#### Tasks for this exercise:
1. Answer these questions using the passage about Art Ford's television show.
(a) In what year did Ford shoot his documentary The Village at Night?
(b) Which song did Betty Comden and Adolph Green perform with Coleman accompanying them?
(c) Who played bass with Coleman on the show?
2. Reproduce the passage about Art Ford's television show word for word, from "Not everyone assembled" down to "from up-and-coming artists.".

#### Passage provided:
BEGIN
All of this work with Leigh during 1957 and 1958 did not derail Coleman from his career as a performer. During these two busy years of songwriting and knocking on Broadway producers’ doors for a crack at a first musical, he ventured into new directions and expanded in some existing ones. Perhaps most notable and visible was his inclusion in the television series
Art Ford’s Greenwich Village Party
, which debuted in September 1957. Ford had been making a name for himself throughout the first half of the 1950s as a radio emcee on such shows as
Ford at Four
,
Make-Believe Ballroom
, and the all-night show
Milkman’s Matinee
.

Ford’s love of jazz and the downtown scene had inspired him to venture into the world of moviemaking, and in 1953 he shot a documentary,
The Village at Night
, comprised of candid scenes from various clubs, galleries, and even apartments. Ford’s excursion into television was an extension of this desire to showcase the culture and nightlife that he experienced during his nocturnal sojourns below Fourteenth Street.

When announcing
Greenwich Village Party
, Ford said the show “will not try to encompass the whole Village, but what it does encompass will be as accurate and real as we can make it, not a stereotyped caricature of Greenwich Village.”
5

The program debuted on Friday, September 13, 1957 and featured Ford in a recreation of a well-appointed apartment (in actuality the show was initially shot on a set at the DuMont network and later on one in New Jersey) where he was hosting a cocktail party. The show didn’t have a script; rather, it relied on Ford’s ability to improvise chats with the guests, including people like songwriters and performers Betty Comden and Adolph Green. Accompanied by Coleman, they performed “I Get Carried Away,” one of their most grandiose numbers from
On the Town
. Others who performed included pianist Eddie Heywood and folk singer Susan Reed.

Not everyone assembled for the show was there to show off his or her talents. Some were just on hand to talk with Ford, such as Broadway producer Max Gordon. Similarly, gallery owner Nancy Miller discussed the art that she had curated for the set: selections from up-and-coming artists.

Coleman, who was joined by his drummer Ray Mosca Jr. and bass player Aaron Bell, wasn’t merely an accompanist; he was also part of the entertainment, and on the premiere episode he gracefully delivered his first big hit, “Why Try to Change Me Now?” On a later episode he even took center stage with the famous toy piano.
END
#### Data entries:
BEGIN
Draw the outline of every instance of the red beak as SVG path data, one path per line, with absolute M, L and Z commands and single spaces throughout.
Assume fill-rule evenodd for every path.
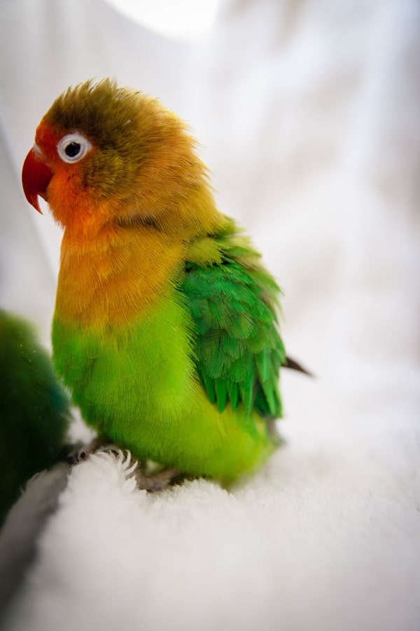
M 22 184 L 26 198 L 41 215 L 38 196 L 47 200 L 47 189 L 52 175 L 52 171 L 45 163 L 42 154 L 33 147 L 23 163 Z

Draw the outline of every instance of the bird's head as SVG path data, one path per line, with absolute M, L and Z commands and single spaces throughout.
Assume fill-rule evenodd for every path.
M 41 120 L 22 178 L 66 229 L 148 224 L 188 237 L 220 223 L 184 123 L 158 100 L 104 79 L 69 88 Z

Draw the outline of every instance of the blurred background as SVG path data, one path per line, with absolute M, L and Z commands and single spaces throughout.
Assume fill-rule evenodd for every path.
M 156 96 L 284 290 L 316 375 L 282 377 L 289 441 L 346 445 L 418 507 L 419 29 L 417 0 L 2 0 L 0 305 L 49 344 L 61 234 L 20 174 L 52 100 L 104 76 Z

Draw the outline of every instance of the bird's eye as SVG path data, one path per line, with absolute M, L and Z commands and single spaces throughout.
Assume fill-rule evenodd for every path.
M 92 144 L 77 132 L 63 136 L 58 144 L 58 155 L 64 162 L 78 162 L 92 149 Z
END
#### Answers by item number:
1.
(a) 1953
(b) "I Get Carried Away"
(c) Aaron Bell

2.
Not everyone assembled for the show was there to show off his or her talents. Some were just on hand to talk with Ford, such as Broadway producer Max Gordon. Similarly, gallery owner Nancy Miller discussed the art that she had curated for the set: selections from up-and-coming artists.